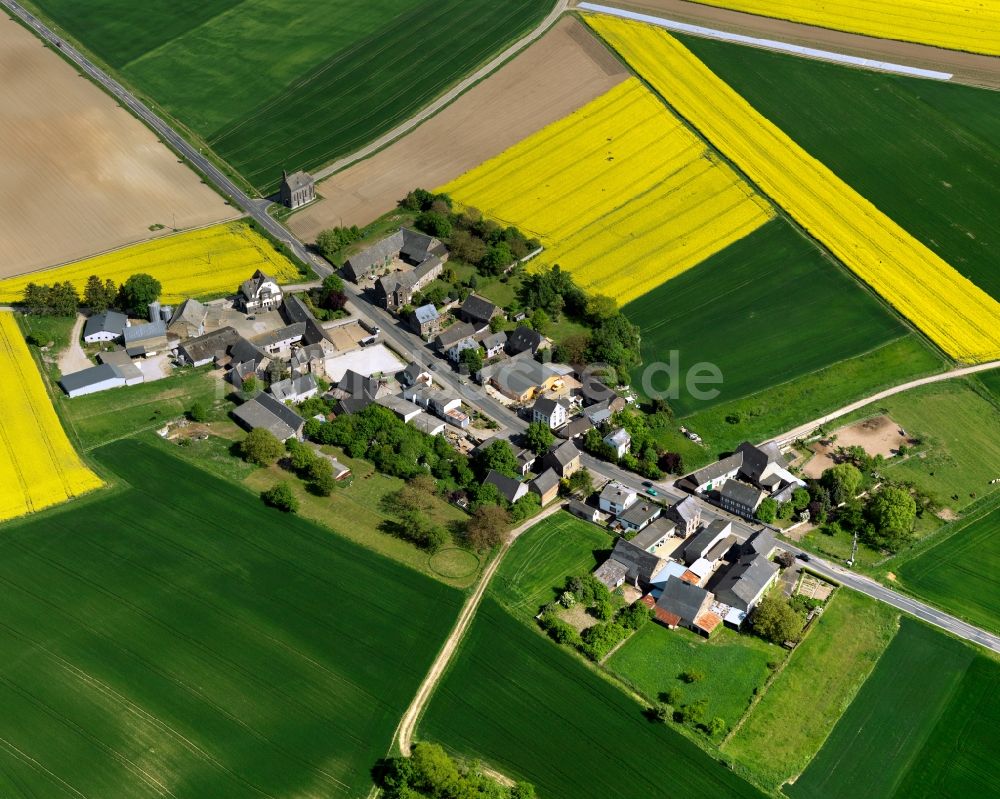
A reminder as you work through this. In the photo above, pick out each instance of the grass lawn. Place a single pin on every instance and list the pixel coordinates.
(537, 566)
(785, 729)
(515, 700)
(734, 667)
(176, 637)
(923, 725)
(353, 511)
(959, 572)
(785, 406)
(292, 84)
(96, 419)
(931, 150)
(768, 309)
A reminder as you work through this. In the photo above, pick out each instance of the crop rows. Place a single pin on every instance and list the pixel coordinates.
(957, 26)
(957, 315)
(621, 194)
(200, 263)
(38, 465)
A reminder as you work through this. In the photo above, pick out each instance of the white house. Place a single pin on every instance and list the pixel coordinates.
(549, 412)
(620, 441)
(616, 498)
(104, 327)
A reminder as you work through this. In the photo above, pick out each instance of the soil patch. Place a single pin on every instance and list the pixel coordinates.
(879, 435)
(562, 71)
(80, 175)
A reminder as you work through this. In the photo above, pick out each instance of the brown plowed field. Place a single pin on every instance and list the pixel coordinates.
(564, 70)
(970, 68)
(78, 175)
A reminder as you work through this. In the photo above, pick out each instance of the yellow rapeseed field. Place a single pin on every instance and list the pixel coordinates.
(972, 25)
(956, 314)
(38, 465)
(620, 192)
(199, 263)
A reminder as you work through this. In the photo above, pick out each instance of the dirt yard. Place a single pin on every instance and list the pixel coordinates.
(562, 71)
(878, 436)
(79, 175)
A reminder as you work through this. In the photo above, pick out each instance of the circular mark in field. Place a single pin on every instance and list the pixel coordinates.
(454, 563)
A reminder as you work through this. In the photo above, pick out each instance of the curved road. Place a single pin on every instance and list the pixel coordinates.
(808, 427)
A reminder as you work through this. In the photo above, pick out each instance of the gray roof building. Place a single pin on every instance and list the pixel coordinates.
(267, 412)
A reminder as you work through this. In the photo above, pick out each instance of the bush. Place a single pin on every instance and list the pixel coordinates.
(280, 496)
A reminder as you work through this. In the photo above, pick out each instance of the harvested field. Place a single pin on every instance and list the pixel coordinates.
(562, 71)
(879, 435)
(80, 175)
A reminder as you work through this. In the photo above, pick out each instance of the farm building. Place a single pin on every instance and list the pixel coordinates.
(296, 189)
(259, 293)
(107, 326)
(267, 412)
++++++
What the task requires
Exclude the pictures, and transcribe all of the material exactly.

Finished exercise
A reminder as you work through this. In the photo above, pick out each instance of the grass lawn. Place a single pin on every instance and list the pixel coordinates.
(537, 566)
(785, 729)
(515, 700)
(734, 667)
(176, 637)
(923, 725)
(353, 511)
(959, 572)
(785, 406)
(292, 84)
(96, 419)
(931, 150)
(768, 309)
A reminder as you work through this. In the photo above, pick out each instance of the crop rows. Place a single pin on every instance and list the pixel coordinates.
(957, 26)
(957, 315)
(621, 194)
(200, 263)
(38, 465)
A reminder as you work through this. In the photo above, pick out each instance of the white house. Place a single pin on every instance and list the pixel coordinates.
(549, 412)
(620, 441)
(616, 498)
(104, 327)
A reminder as you work through this. In the photo above, pick out each instance of the soil patch. Place a single pin on every instance and list the pixel coordinates.
(879, 435)
(562, 71)
(80, 175)
A reminder as you work through this. In the photo above, pick out each instance of the brown plowed field. Place a single pin on every instance and list the pixel coordinates.
(564, 70)
(970, 68)
(78, 175)
A reminder as you work through this. In the photo above, pick out each instance of the yellow rapeseed field. Place a single pin on every instance and list the pixel coordinates.
(972, 25)
(956, 314)
(38, 465)
(620, 192)
(199, 263)
A reminder as you work through this. In the photo above, pick out each instance of the dirt yard. Place a single pin on every instance and list the pixel coordinates.
(562, 71)
(878, 436)
(79, 175)
A reminder as you work through this. In the photo above, pick out each instance of the circular mark in field. Place a single pin on every instance and list the pixel coordinates.
(454, 563)
A reminder as you work through this. In the photo above, pick out each instance of the curved road. Place a single pin on every instance and list the pixel coordinates.
(808, 427)
A reminder as you work through this. In the photo above, pick out each instance of the gray roof building. Place a single pin on every instance and list the pixel coordinates.
(267, 412)
A reminder as you work through this. In the photo above, pick out each instance of the bush. Place a single pin on every instance and list the pixel coordinates.
(280, 496)
A reminder as you work through this. In the photo above, pick out each instance of the harvested field. Place a single pin on every instance and list the pixel coordinates.
(562, 71)
(879, 435)
(80, 175)
A reminder as you work through this. In the photo above, pick out each instance of the farm building. Place a single pin on every instance and list the pixel coordinates.
(296, 189)
(259, 293)
(107, 326)
(267, 412)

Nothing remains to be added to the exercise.